Material for the task:
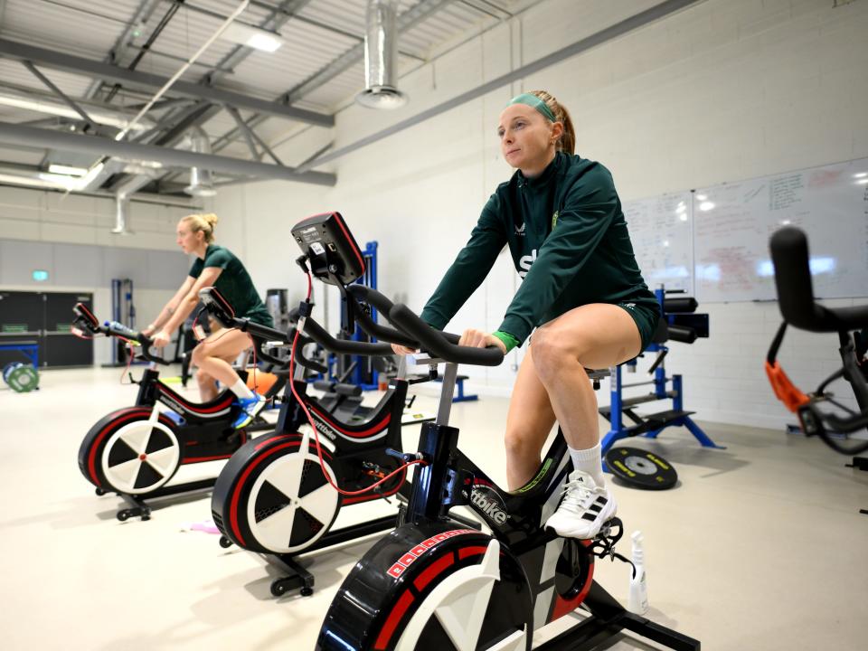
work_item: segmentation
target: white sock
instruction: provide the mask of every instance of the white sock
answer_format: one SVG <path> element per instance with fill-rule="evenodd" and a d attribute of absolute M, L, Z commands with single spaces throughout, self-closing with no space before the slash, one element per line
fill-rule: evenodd
<path fill-rule="evenodd" d="M 235 383 L 232 384 L 229 390 L 239 398 L 247 398 L 249 400 L 253 397 L 253 392 L 247 388 L 247 384 L 245 384 L 244 381 L 241 378 L 236 380 Z"/>
<path fill-rule="evenodd" d="M 603 476 L 602 450 L 599 443 L 586 450 L 577 450 L 570 446 L 567 446 L 567 448 L 570 450 L 570 458 L 572 459 L 572 467 L 576 470 L 581 470 L 590 475 L 597 486 L 606 486 L 606 478 Z"/>

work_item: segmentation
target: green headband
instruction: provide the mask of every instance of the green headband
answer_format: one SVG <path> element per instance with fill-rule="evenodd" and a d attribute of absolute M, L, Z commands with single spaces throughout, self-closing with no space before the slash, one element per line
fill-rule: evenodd
<path fill-rule="evenodd" d="M 522 93 L 521 95 L 517 95 L 510 99 L 506 106 L 512 106 L 513 104 L 526 104 L 532 108 L 536 108 L 550 122 L 558 121 L 554 117 L 554 113 L 552 113 L 552 109 L 549 108 L 549 106 L 544 101 L 540 99 L 536 95 L 532 95 L 531 93 Z"/>

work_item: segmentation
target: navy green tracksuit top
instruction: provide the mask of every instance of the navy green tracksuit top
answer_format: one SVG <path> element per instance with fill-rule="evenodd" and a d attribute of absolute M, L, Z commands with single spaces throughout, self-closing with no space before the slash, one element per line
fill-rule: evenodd
<path fill-rule="evenodd" d="M 558 152 L 537 177 L 516 170 L 483 208 L 422 318 L 445 327 L 505 244 L 524 280 L 498 330 L 519 344 L 534 327 L 589 303 L 629 302 L 658 311 L 636 262 L 612 175 L 599 163 Z M 649 335 L 642 330 L 646 344 Z"/>

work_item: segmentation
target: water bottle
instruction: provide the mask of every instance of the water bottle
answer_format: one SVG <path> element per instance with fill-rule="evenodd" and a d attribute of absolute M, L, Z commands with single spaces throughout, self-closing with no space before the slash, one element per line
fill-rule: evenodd
<path fill-rule="evenodd" d="M 637 615 L 645 615 L 648 611 L 648 586 L 645 575 L 645 550 L 642 542 L 645 537 L 642 532 L 634 532 L 633 565 L 636 571 L 630 578 L 630 590 L 627 598 L 627 609 Z"/>

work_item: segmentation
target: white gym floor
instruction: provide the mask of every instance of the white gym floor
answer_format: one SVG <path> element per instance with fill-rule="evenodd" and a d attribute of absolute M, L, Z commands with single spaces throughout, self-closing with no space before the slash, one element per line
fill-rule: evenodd
<path fill-rule="evenodd" d="M 120 374 L 48 371 L 38 392 L 0 389 L 3 648 L 313 649 L 343 577 L 375 537 L 310 557 L 312 597 L 276 599 L 277 570 L 191 531 L 210 519 L 210 493 L 155 502 L 148 522 L 118 522 L 124 503 L 94 495 L 77 453 L 98 419 L 135 401 Z M 415 407 L 435 404 L 426 391 Z M 462 448 L 503 480 L 506 401 L 457 404 L 452 414 Z M 627 529 L 618 551 L 628 555 L 629 533 L 645 533 L 647 617 L 705 651 L 866 648 L 868 515 L 859 509 L 868 509 L 868 473 L 818 440 L 699 422 L 727 448 L 703 448 L 678 429 L 627 442 L 658 451 L 681 479 L 664 492 L 617 487 Z M 405 428 L 408 448 L 418 430 Z M 198 476 L 214 466 L 182 470 Z M 336 525 L 389 512 L 382 502 L 351 506 Z M 627 565 L 598 561 L 596 577 L 626 599 Z M 603 647 L 656 648 L 626 635 Z"/>

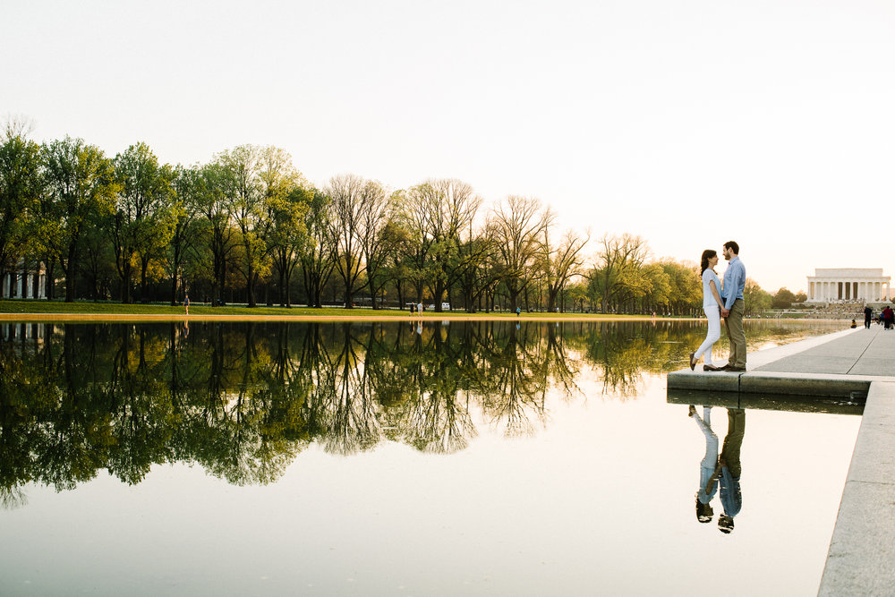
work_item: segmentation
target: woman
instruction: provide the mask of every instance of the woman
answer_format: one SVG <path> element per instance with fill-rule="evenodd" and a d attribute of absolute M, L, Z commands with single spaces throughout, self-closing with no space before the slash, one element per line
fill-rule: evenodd
<path fill-rule="evenodd" d="M 720 368 L 715 367 L 712 362 L 712 345 L 718 342 L 721 337 L 721 295 L 720 280 L 715 273 L 715 266 L 718 265 L 718 253 L 712 249 L 703 252 L 703 259 L 700 267 L 703 269 L 703 311 L 709 320 L 709 333 L 705 335 L 705 340 L 699 346 L 695 353 L 690 353 L 690 369 L 696 368 L 699 357 L 705 355 L 703 364 L 703 371 L 720 371 Z"/>

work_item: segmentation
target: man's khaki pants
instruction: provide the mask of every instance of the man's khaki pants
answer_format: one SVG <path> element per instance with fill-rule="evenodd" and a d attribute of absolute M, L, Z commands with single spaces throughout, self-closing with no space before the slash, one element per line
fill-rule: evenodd
<path fill-rule="evenodd" d="M 746 367 L 746 332 L 743 331 L 743 313 L 746 303 L 743 299 L 734 301 L 730 313 L 724 318 L 724 327 L 730 340 L 730 357 L 728 364 L 731 367 Z"/>

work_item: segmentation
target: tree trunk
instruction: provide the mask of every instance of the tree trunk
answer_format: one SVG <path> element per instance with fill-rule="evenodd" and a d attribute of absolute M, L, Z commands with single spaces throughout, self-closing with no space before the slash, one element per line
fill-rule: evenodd
<path fill-rule="evenodd" d="M 74 303 L 75 272 L 78 269 L 78 252 L 72 243 L 68 248 L 68 263 L 65 268 L 65 303 Z"/>

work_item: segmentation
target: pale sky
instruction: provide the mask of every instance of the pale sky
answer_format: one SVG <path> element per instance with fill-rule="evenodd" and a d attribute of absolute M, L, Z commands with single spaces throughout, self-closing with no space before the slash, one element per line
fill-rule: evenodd
<path fill-rule="evenodd" d="M 895 274 L 892 2 L 0 8 L 0 115 L 39 141 L 183 164 L 272 144 L 317 185 L 456 177 L 655 258 L 736 240 L 771 292 L 814 268 Z"/>

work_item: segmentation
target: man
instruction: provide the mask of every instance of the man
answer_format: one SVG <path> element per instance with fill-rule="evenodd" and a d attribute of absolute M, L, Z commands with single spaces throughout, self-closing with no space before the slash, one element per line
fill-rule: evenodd
<path fill-rule="evenodd" d="M 746 312 L 746 303 L 743 301 L 743 290 L 746 288 L 746 267 L 739 260 L 739 245 L 733 241 L 724 243 L 724 259 L 728 269 L 724 271 L 724 281 L 721 283 L 721 317 L 728 330 L 730 340 L 730 356 L 728 363 L 721 367 L 726 371 L 746 371 L 746 333 L 743 331 L 743 314 Z"/>

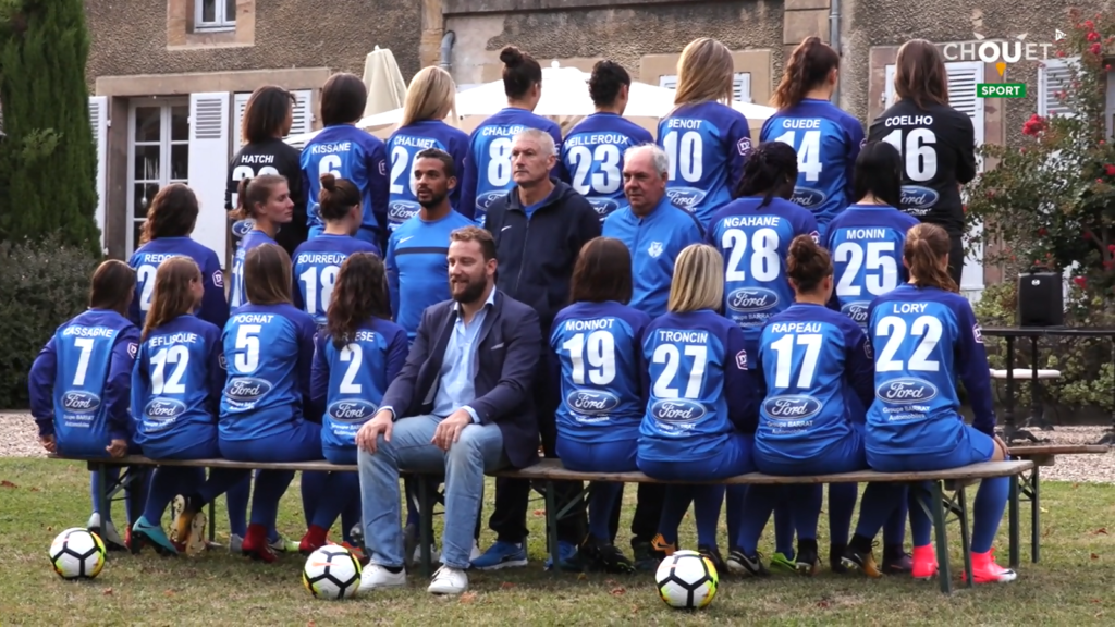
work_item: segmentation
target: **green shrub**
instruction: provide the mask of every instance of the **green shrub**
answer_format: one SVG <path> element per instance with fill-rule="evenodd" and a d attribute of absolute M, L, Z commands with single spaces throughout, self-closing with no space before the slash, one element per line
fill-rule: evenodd
<path fill-rule="evenodd" d="M 97 259 L 52 233 L 0 242 L 0 408 L 27 406 L 27 373 L 59 325 L 85 310 Z"/>

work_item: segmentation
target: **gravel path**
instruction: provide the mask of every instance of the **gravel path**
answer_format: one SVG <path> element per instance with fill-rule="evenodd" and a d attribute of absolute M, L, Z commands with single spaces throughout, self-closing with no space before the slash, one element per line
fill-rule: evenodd
<path fill-rule="evenodd" d="M 1055 444 L 1092 444 L 1106 427 L 1060 426 L 1056 431 L 1034 431 L 1034 435 Z M 41 457 L 35 421 L 29 414 L 0 413 L 0 457 Z M 1063 455 L 1057 464 L 1041 469 L 1045 481 L 1115 482 L 1115 451 L 1103 455 Z"/>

Exercise prompt:
Rewrite the entries from the start through the line containing "603 476 L 602" as a JSON list of strings, one string per line, with blank lines dropped. Leave out any pictures.

Right answer:
[
  "work_item: segmentation",
  "target: white sock",
  "instruction: provide the mask of every instance of the white sock",
  "answer_format: one SVG <path> element per instance with fill-rule=\"evenodd\" and a d attribute of absolute M, L, Z commands with single spaces throughout, self-closing with no space before the slash, one element per line",
  "fill-rule: evenodd",
  "<path fill-rule=\"evenodd\" d=\"M 235 383 L 232 384 L 229 390 L 239 398 L 247 398 L 249 400 L 253 397 L 253 392 L 247 388 L 247 384 L 245 384 L 244 381 L 241 378 L 236 380 Z\"/>",
  "<path fill-rule=\"evenodd\" d=\"M 603 476 L 602 450 L 599 443 L 586 450 L 577 450 L 570 446 L 567 446 L 567 448 L 570 450 L 570 458 L 572 459 L 572 467 L 576 470 L 581 470 L 590 475 L 597 486 L 606 486 L 606 478 Z\"/>"
]